● **What you need to do**: Output the lines below as a JSON list of strings, one string per line and no blank lines, starting at the line containing "for white cloud" and ending at the line containing "left=226, top=272, right=237, bottom=279", both included, and give only those lines from the records.

● **Material provided**:
::::
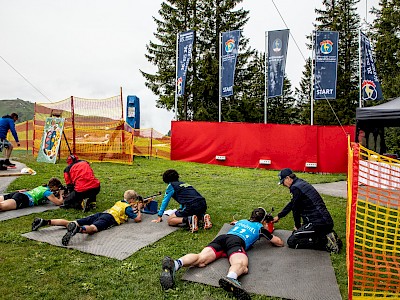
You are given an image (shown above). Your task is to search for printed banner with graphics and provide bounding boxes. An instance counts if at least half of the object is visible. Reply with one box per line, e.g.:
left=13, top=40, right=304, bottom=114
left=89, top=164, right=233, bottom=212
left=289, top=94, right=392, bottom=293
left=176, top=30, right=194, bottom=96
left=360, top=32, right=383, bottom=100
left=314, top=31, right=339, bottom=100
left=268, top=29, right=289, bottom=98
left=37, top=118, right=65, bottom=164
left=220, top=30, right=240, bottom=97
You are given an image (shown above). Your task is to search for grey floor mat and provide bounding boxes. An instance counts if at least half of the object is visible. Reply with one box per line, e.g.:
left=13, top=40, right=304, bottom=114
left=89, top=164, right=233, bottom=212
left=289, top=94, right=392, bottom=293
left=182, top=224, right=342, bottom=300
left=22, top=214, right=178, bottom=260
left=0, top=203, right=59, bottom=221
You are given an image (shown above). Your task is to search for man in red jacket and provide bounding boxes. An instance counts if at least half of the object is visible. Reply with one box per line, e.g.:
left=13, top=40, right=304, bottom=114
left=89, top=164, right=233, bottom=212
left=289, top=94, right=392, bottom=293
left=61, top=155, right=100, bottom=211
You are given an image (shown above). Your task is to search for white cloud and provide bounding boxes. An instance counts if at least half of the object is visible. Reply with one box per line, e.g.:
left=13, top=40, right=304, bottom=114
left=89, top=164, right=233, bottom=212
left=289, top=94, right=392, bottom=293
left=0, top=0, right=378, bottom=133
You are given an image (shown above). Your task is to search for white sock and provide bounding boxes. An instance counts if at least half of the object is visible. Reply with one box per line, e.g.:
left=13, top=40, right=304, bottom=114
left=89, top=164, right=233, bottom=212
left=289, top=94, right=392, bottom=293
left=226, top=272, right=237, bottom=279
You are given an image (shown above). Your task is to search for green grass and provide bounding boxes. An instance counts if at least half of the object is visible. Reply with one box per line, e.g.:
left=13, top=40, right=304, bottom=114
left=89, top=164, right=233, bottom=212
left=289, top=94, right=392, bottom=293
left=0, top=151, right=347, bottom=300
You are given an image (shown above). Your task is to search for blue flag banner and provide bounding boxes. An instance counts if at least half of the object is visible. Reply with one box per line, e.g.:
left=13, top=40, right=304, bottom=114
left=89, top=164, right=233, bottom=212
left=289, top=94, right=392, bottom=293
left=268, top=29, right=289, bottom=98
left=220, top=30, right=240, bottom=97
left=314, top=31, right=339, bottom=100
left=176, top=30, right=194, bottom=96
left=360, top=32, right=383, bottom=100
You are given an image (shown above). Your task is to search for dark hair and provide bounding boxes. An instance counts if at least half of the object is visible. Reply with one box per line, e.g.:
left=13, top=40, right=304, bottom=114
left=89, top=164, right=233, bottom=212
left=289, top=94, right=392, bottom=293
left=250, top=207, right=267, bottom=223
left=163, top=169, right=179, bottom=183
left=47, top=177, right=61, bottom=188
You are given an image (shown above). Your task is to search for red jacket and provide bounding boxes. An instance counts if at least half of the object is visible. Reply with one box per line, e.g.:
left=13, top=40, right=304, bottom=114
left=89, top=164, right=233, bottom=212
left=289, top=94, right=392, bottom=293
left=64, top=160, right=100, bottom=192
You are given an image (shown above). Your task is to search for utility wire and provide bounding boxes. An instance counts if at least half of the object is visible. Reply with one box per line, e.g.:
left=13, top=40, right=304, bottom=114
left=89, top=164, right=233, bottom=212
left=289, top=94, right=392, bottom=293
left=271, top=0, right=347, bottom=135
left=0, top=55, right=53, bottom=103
::::
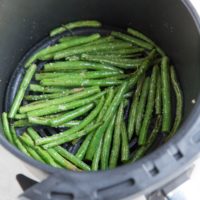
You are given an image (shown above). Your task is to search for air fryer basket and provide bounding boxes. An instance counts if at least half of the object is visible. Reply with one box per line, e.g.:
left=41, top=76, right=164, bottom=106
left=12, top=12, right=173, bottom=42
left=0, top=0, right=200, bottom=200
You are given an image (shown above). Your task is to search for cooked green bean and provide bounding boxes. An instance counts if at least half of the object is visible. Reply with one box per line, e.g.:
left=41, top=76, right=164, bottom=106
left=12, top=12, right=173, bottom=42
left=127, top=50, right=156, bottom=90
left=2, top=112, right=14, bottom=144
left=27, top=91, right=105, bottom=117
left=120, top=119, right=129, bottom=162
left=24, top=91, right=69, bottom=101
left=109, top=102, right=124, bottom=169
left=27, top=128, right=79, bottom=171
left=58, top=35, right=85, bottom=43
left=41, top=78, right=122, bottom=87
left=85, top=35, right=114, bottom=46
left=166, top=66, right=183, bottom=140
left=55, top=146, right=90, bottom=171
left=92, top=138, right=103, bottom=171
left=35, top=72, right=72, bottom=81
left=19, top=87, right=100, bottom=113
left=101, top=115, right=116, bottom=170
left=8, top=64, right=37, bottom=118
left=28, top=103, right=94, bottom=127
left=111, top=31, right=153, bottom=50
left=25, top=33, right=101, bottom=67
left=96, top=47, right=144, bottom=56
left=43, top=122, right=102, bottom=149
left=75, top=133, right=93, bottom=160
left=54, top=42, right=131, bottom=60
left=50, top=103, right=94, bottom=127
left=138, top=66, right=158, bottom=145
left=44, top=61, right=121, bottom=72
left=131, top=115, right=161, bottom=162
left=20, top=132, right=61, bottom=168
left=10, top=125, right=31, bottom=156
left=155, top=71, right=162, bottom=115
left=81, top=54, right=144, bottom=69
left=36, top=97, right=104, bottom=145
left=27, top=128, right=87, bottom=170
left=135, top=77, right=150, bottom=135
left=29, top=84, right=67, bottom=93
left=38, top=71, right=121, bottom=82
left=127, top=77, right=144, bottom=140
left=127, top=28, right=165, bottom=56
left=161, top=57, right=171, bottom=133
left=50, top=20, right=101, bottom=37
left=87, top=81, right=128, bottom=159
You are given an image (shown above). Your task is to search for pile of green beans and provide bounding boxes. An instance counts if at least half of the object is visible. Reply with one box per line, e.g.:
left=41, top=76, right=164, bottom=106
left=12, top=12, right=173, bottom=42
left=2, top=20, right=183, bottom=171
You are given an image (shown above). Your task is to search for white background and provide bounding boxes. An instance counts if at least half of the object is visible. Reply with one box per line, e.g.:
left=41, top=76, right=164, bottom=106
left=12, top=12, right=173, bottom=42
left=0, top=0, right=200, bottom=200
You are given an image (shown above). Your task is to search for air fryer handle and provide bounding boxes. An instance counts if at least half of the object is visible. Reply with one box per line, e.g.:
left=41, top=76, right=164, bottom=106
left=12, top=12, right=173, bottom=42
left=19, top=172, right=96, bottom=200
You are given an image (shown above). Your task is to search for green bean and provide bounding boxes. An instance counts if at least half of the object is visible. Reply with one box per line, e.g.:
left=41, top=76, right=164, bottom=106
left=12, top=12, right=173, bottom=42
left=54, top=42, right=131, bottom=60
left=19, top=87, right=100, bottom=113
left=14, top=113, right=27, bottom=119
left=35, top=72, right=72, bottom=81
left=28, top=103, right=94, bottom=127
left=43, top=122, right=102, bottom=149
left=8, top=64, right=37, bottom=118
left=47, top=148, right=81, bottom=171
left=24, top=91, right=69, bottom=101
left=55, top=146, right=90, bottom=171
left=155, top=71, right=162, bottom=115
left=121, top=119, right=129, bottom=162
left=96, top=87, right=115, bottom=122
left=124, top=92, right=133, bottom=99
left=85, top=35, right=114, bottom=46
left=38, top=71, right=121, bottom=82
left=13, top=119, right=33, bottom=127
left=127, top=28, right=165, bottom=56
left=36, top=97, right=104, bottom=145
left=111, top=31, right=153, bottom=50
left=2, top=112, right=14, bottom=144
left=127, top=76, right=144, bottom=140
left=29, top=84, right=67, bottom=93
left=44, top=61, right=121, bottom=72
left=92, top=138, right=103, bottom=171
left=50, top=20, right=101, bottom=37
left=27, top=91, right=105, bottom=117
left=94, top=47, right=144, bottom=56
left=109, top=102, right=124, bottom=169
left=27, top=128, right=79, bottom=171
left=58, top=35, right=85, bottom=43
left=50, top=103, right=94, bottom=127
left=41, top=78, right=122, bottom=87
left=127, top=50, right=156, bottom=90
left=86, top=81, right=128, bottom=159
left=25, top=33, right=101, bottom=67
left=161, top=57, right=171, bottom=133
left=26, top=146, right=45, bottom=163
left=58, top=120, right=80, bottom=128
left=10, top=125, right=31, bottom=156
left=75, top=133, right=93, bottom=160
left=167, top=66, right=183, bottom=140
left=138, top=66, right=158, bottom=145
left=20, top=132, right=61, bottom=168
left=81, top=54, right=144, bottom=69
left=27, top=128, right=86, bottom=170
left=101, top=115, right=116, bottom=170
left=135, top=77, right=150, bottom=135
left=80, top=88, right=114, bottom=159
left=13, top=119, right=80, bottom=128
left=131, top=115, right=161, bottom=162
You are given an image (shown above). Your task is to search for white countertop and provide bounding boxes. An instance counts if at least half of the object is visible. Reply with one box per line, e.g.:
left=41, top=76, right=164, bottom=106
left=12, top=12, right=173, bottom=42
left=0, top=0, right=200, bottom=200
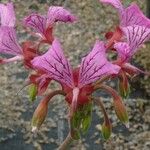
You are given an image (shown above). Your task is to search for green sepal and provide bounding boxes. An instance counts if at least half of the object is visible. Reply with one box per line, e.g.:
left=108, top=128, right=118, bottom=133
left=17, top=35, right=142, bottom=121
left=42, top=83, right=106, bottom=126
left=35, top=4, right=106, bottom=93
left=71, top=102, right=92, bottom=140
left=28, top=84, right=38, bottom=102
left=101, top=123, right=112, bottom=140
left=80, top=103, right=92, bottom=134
::::
● **Exercise solution**:
[
  "You are given an image (shown above). Your task is to search for white cloud and provide bounding boxes. An instance counts if at least half of the object is visible. Reply with one box per line, e.g.:",
  "left=13, top=40, right=304, bottom=114",
  "left=89, top=164, right=233, bottom=212",
  "left=289, top=94, right=392, bottom=293",
  "left=0, top=0, right=378, bottom=133",
  "You are given an image (shown above). Your task is to search for white sock and provide bounding boxes. An instance counts if at least half of the object is visible. Reply with one box per line, e.g.:",
  "left=13, top=40, right=304, bottom=114",
  "left=89, top=164, right=233, bottom=212",
  "left=289, top=94, right=392, bottom=293",
  "left=226, top=272, right=237, bottom=279"
]